26 Nisan 2010 Pazartesi

Benicio Del Toro & Magnum Gold



Magnum Gold, Benicio Del Toro'yu reklam filmlerinde oynatmakla çok iyi yapmış, demek isterdim. Özellikle Del Toro'nun uzun yıllardır hayranı olarak. O hayranlık hatrına "The Wolfman" seansı boyunca mümkün olduğunca az gülmüşken, yada Del Toro'nun yaşından en az 10 yaş fazla gösterdiğini pek de dillendirmezken...doğru olsa da...

Benicio Del Toro, upuzun bir gerçek isimle 1967'de Puerto Rico'da doğmuş. Puerto Rico ve o bölgeye özgü havası daha ilk bakışta seziliyor zaten. İlginç bir şekilde sahne ve kameralardan çok uzak bir dünyanın içine doğan "Beno"'nun anne ve babası avukat, abisi pediyatric onkoloji uzmanı. Kendisi ise babasının isteğiyle Business eğitimi almak üzere University of California'ya başlamış. Bu sırada gittiği bir acting sınıfı kanına girmiş ve okulu bırakıp, ünlü bir hocadan bu konuda ders almaya başlamış. Tabiki bir süre de ailesinden bu yeni sevdasını gizlemiş. 80'lerde Miami Vice'da dahil olmak üzere tv'de birkaç rol aldıktan sonra nihayet sinema dünyasında adı duyulmuş yapıtlarda görülmüş. Dünden bugüne sinema hayatından birkaç kesit ise:
Licence to Kill-Bond Series (1989)

Swimming with Sharks (1994)


The Usual Suspects
(1995)

Traffic (2000)


21 Grams
(2001)

Sin City (2005)



Che
(2008)

(Görev 1):
Satırlarda "Practice step: point at the sheep with green" ifadesini içeren satırdan satırların sonuna kadar uzanan bölümü, iki uç da dahil olmak üzere yeniden ölçeklendirerek yaz. Yanıtlardaki her koordinat değerini 0,85 ile çarpıp tam sayıya yuvarla (yarımlar yukarı yuvarlanır), koordinat içermeyen satırları değiştirmeden koru ve resimleri yanıta katma.

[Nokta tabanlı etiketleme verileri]

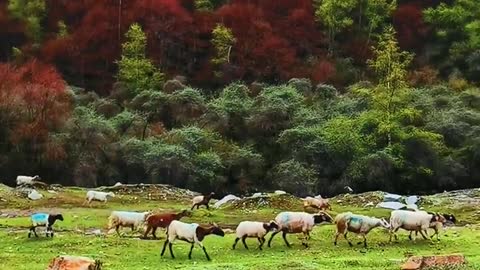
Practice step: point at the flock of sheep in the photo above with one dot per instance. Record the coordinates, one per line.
(284, 222)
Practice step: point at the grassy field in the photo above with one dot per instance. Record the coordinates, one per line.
(129, 252)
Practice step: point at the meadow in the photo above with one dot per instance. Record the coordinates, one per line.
(130, 252)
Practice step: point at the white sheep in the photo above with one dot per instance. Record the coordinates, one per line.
(93, 195)
(253, 229)
(411, 221)
(298, 222)
(119, 219)
(27, 180)
(317, 202)
(359, 224)
(191, 233)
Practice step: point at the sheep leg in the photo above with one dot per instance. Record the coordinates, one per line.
(243, 241)
(235, 243)
(284, 235)
(262, 241)
(345, 236)
(271, 237)
(190, 253)
(164, 247)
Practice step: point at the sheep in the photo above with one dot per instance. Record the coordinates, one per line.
(298, 222)
(318, 203)
(202, 200)
(46, 220)
(119, 219)
(349, 222)
(162, 220)
(191, 233)
(27, 180)
(411, 221)
(253, 229)
(93, 195)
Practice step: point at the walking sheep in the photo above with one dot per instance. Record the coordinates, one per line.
(411, 221)
(349, 222)
(191, 233)
(253, 229)
(43, 220)
(298, 222)
(202, 200)
(162, 220)
(119, 219)
(93, 195)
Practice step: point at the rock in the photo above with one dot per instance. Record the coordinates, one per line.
(225, 199)
(67, 262)
(411, 199)
(34, 195)
(391, 205)
(391, 197)
(424, 262)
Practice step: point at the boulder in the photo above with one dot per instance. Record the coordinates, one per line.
(67, 262)
(426, 262)
(225, 199)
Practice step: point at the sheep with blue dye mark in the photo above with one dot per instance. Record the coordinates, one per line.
(119, 219)
(44, 220)
(298, 222)
(253, 229)
(191, 233)
(359, 224)
(411, 221)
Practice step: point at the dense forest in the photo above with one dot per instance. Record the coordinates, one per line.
(306, 96)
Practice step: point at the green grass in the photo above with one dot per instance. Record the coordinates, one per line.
(129, 252)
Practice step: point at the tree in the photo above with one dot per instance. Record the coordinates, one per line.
(134, 68)
(223, 41)
(31, 12)
(336, 16)
(390, 95)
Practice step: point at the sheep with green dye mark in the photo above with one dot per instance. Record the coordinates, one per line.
(359, 224)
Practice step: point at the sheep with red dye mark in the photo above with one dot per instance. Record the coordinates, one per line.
(191, 233)
(162, 220)
(298, 222)
(44, 220)
(359, 224)
(202, 200)
(254, 229)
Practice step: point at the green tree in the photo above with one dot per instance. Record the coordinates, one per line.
(391, 94)
(223, 41)
(336, 16)
(134, 68)
(32, 12)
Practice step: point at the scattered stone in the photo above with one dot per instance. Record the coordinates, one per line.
(34, 195)
(67, 262)
(391, 205)
(425, 262)
(225, 200)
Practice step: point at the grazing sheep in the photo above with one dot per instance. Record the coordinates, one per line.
(253, 229)
(27, 180)
(93, 195)
(191, 233)
(411, 221)
(349, 222)
(44, 220)
(298, 222)
(119, 219)
(318, 203)
(162, 220)
(202, 200)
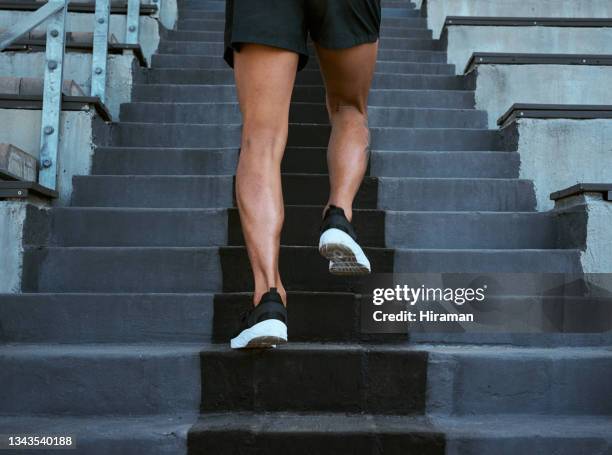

(Görev 2):
Benicio Del Toro yazısına göre Del Toro hangi yılda ve nerede doğmuştur?

(Tam yanıt 1):
Practice step: point at the sheep with green dye mark in the photo above with one dot per instance. Record the coordinates, one per line.
(305, 190)
Practice step: point at the sheep with red dye mark in the photo above with one dot per instance. Record the coordinates, one per line.
(162, 198)
(138, 187)
(253, 189)
(37, 187)
(305, 190)
(172, 170)
(216, 195)
Practice step: point at the green tree in the photo above with one dot per instance. Record the coordinates, one per line.
(332, 80)
(190, 35)
(286, 14)
(114, 58)
(27, 10)
Practice step: point at the scattered stone in the photo above with one dot per instance. Record the coordinates, one per line.
(29, 166)
(57, 223)
(332, 174)
(361, 223)
(191, 170)
Practice step: point at the grazing sheep in the photo above with one dot per instance. Record the coordinates, one per line.
(215, 195)
(23, 153)
(79, 166)
(162, 198)
(349, 188)
(297, 189)
(37, 187)
(253, 189)
(101, 186)
(270, 173)
(138, 187)
(172, 170)

(Tam yanıt 2):
1967'de Puerto Rico'da doğmuştur.